*** Data under study ***

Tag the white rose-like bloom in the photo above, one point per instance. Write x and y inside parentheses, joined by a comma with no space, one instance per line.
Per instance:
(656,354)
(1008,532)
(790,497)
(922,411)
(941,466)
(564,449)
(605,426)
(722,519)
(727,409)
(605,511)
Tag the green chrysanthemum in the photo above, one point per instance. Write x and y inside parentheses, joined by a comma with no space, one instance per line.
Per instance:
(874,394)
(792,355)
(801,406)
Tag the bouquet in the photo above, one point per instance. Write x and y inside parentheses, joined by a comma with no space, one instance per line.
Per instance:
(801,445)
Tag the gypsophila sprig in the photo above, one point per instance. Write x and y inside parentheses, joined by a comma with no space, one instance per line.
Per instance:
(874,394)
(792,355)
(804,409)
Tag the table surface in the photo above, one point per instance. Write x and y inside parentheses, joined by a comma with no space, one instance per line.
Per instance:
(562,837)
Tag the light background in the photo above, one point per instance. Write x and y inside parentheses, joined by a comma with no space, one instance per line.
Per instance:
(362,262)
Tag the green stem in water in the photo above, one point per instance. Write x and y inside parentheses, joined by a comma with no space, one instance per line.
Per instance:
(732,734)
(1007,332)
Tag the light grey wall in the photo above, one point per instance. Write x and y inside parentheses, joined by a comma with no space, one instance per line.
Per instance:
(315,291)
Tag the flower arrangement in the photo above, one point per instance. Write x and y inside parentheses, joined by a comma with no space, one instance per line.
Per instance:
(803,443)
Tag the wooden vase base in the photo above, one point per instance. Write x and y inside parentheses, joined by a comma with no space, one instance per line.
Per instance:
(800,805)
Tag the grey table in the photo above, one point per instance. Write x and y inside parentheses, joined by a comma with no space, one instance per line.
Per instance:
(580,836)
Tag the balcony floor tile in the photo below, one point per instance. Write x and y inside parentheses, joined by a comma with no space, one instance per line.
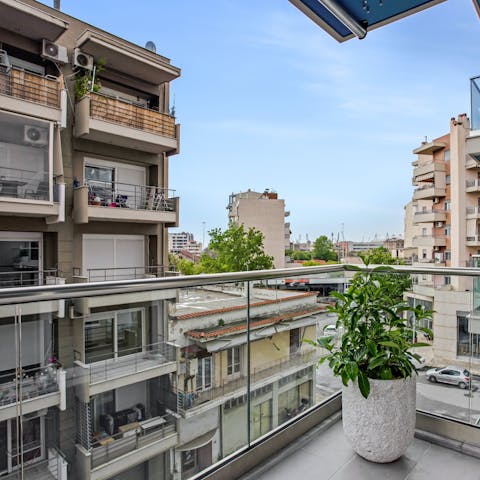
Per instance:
(328,456)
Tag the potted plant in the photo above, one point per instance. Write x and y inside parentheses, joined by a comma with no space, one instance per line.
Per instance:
(373,357)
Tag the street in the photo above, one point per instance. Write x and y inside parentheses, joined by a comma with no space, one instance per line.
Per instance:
(437,398)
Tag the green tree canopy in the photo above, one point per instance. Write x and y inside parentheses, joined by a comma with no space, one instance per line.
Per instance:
(323,249)
(235,250)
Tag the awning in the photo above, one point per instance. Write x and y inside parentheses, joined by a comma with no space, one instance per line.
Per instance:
(30,21)
(197,442)
(129,59)
(345,19)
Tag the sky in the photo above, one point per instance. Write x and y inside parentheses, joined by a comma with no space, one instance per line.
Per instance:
(267,99)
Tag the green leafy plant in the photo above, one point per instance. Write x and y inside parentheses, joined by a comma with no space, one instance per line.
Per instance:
(376,338)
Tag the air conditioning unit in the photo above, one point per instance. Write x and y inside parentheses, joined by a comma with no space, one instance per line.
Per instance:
(33,135)
(82,60)
(4,60)
(53,51)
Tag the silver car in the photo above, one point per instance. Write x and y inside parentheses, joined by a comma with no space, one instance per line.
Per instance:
(450,374)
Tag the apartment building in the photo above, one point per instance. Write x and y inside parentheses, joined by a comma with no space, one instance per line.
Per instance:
(442,229)
(85,142)
(265,212)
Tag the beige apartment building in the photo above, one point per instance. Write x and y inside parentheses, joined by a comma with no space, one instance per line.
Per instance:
(265,212)
(442,229)
(85,143)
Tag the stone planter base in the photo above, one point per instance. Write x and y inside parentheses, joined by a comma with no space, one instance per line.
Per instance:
(381,427)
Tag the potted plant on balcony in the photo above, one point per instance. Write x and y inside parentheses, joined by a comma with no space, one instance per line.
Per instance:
(374,359)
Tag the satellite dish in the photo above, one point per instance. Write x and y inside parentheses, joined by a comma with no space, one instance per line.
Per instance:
(151,46)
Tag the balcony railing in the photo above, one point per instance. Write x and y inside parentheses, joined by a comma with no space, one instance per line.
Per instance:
(125,195)
(126,362)
(31,87)
(111,109)
(29,277)
(28,384)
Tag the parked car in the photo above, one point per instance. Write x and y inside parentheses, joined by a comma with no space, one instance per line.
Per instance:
(450,374)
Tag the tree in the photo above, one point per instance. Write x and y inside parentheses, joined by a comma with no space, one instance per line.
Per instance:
(323,249)
(235,250)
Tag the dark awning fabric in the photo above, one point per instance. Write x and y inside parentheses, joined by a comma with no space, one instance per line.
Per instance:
(345,19)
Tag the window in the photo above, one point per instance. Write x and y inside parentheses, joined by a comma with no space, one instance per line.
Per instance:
(233,360)
(113,334)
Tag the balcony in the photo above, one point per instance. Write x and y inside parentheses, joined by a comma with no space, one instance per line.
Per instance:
(29,193)
(130,366)
(473,213)
(429,241)
(427,171)
(299,364)
(109,120)
(449,414)
(473,241)
(30,94)
(428,192)
(135,443)
(122,202)
(430,216)
(54,468)
(472,186)
(36,388)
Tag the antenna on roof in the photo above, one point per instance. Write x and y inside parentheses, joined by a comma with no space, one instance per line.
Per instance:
(151,46)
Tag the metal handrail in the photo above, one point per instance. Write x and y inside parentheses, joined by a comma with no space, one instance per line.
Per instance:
(79,290)
(127,195)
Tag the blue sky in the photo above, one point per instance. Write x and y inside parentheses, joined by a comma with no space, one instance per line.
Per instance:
(268,100)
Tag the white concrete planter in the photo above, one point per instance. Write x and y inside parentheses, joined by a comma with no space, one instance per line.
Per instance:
(381,427)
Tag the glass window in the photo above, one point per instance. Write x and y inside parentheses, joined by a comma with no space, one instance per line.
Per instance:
(233,360)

*** End of Data under study ***

**Activity:**
Across the entries above, find the lines with the string "awning" and copy them.

**Task output:**
Tag the awning in the photo above, one point per instance. Write x and y inside parentheses, joined by a comma with no space, one instance per line.
Tag the dark awning fabric in the photo above, one point per instance. Write x and y inside parentheses, joined by a comma with no space, one instance per line.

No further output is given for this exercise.